* _Task prompt_
Rename "hazy sky" to "overcast sky" in the data, covering everything from the line containing "Can you spot any white" down to the line containing "196, 15, 512, 206". Write those lines out again with every other part unchanged.
══ Data extract ══
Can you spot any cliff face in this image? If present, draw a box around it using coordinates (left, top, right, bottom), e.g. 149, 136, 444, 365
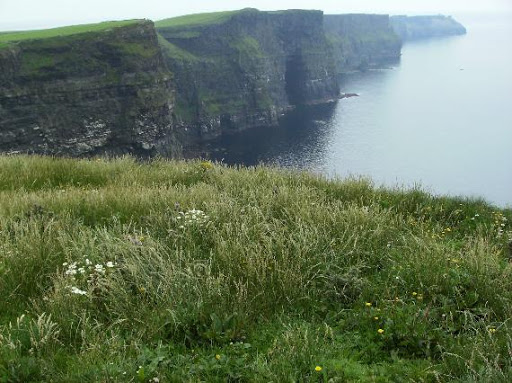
156, 9, 339, 137
0, 21, 177, 156
391, 15, 466, 41
324, 14, 402, 74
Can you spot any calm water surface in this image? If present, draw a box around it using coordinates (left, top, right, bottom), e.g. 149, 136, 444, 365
197, 15, 512, 206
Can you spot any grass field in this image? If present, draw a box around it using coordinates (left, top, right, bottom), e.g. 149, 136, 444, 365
0, 156, 512, 382
155, 10, 244, 28
0, 20, 141, 46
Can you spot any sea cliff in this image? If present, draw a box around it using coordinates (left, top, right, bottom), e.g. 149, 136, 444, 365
324, 14, 402, 74
0, 20, 178, 156
156, 9, 339, 137
391, 15, 466, 41
0, 8, 463, 157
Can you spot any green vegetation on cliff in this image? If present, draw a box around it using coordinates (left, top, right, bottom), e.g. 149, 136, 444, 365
155, 10, 245, 28
0, 20, 144, 48
0, 157, 512, 382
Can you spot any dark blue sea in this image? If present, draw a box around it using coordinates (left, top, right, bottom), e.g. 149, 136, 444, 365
194, 15, 512, 206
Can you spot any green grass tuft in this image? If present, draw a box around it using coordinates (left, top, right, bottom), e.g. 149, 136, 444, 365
0, 156, 512, 382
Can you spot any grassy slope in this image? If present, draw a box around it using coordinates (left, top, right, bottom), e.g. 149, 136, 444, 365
0, 20, 141, 47
155, 10, 243, 28
0, 157, 512, 382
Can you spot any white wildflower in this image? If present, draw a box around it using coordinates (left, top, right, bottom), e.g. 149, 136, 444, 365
70, 286, 87, 295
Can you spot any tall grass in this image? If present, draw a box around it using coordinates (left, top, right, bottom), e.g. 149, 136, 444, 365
0, 156, 512, 382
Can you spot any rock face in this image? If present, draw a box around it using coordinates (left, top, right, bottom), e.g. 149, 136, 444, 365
156, 9, 339, 137
0, 21, 179, 156
0, 9, 430, 156
391, 15, 466, 41
324, 14, 402, 74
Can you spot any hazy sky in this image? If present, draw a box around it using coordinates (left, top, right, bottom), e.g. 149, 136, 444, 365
0, 0, 512, 30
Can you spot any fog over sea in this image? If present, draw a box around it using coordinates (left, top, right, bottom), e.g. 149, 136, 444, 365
202, 14, 512, 206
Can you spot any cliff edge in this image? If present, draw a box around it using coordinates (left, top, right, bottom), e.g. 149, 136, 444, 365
0, 20, 178, 156
156, 9, 339, 137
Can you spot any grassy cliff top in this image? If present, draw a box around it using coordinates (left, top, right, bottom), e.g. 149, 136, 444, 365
0, 20, 143, 45
0, 156, 512, 382
155, 8, 251, 28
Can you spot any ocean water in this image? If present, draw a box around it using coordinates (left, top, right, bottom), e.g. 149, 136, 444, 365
196, 15, 512, 206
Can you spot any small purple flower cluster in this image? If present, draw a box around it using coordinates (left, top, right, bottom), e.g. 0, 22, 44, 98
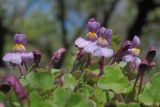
═══
* _Solution_
Can you spot any white wildflower in this image? If present, draw a box around it using coordinates (left, top, right, bottom), e.g. 149, 136, 444, 365
70, 286, 87, 295
Can you spot any tall grass in this image? If present, draw a box around it using coordinates (left, top, right, bottom), e.g. 149, 136, 444, 365
0, 156, 512, 382
Can you spot any rock face in this image? If present, draw a box around it using coordinates (left, top, right, bottom), e.g. 149, 136, 444, 365
156, 9, 339, 137
0, 21, 179, 156
0, 9, 430, 156
391, 15, 466, 41
324, 14, 402, 74
Can you spot any overcast sky in this image? If present, draw a box around it using coordinates (left, top, right, bottom), e.g. 149, 136, 444, 365
0, 0, 512, 30
Can you spot any fog over sea in this image? If present, draw a box around it using coordinates (left, top, right, bottom), e.g. 149, 136, 444, 365
202, 14, 512, 206
Can you spot any cliff edge in this image? If present, draw a box around it using coordinates (left, top, right, bottom), e.g. 149, 136, 444, 365
0, 20, 178, 156
156, 9, 339, 137
Can you spot any grassy cliff top in this image? If present, draw a box around it using coordinates (left, top, right, bottom), e.g. 149, 136, 444, 365
0, 20, 143, 45
0, 156, 512, 382
155, 8, 251, 28
Can you spot any ocean water in this image? If present, draw a box around it using coordinates (left, top, right, bottom), e.g. 149, 136, 444, 365
196, 15, 512, 206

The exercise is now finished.